## TO DO
Update every row by changing "yellow pepper strips" to "red pepper strips", and leave the rest of each line unchanged.
───── DATA FOR THIS TASK
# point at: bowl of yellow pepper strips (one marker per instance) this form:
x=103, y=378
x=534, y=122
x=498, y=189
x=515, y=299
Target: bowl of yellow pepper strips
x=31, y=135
──────────
## EXERCISE ANSWER
# point at: bowl of red pepper strips (one marker per instance) this form:
x=103, y=378
x=534, y=122
x=498, y=189
x=515, y=299
Target: bowl of red pepper strips
x=31, y=135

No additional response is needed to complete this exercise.